Start of Block

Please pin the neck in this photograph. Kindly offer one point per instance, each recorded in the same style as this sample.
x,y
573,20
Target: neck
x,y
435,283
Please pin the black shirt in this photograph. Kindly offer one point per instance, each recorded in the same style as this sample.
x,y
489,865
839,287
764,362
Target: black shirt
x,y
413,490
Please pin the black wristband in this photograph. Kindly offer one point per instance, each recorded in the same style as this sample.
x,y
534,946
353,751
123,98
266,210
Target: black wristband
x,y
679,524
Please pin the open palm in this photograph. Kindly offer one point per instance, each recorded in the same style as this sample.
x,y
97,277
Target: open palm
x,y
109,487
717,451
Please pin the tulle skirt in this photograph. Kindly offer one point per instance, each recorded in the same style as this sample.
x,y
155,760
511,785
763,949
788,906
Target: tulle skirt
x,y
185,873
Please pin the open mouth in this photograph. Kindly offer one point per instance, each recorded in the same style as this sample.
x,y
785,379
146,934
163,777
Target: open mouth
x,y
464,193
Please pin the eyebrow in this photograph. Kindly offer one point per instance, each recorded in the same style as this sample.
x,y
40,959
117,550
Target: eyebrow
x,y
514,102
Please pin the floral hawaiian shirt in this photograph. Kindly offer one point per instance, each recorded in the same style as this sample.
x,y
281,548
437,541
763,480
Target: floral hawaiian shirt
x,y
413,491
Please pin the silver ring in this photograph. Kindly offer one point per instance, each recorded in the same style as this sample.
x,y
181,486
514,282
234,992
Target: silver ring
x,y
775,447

End of Block

**TASK BRIEF**
Every line above that holds the word "point" should be copied out.

**EXERCISE ANSWER**
Please pin the neck in this photograph. Kindly offer one point per instance, each recorded in the same style as this sample.
Please pin the black shirt in this photograph. Kindly offer one point per instance, each recorded in the same style as this sample.
Please pin the black wristband in this photograph. Kindly offer one point per instance, each recorded in the same style as this sample.
Please pin the open palm in this photograph. Kindly offer one point per instance, each recorded in the same style as this sample.
Please pin the tulle skirt in this photograph. Kindly offer one point per instance, each recorded in the same style as this sample.
Please pin the open mouth in this photograph. Kindly offer one point per instance, each recorded in the same style as this sample.
Please pin the eyebrow in this photograph. Kindly offer one point per instance, each recorded in the same style as this sample.
Please pin the floral hawaiian shirt in this photograph. Kindly offer one point per instance, each recorded in the same style as this sample.
Please pin the silver ring in this photograph. Kindly offer one point per instance, each recorded in the same style as this sample.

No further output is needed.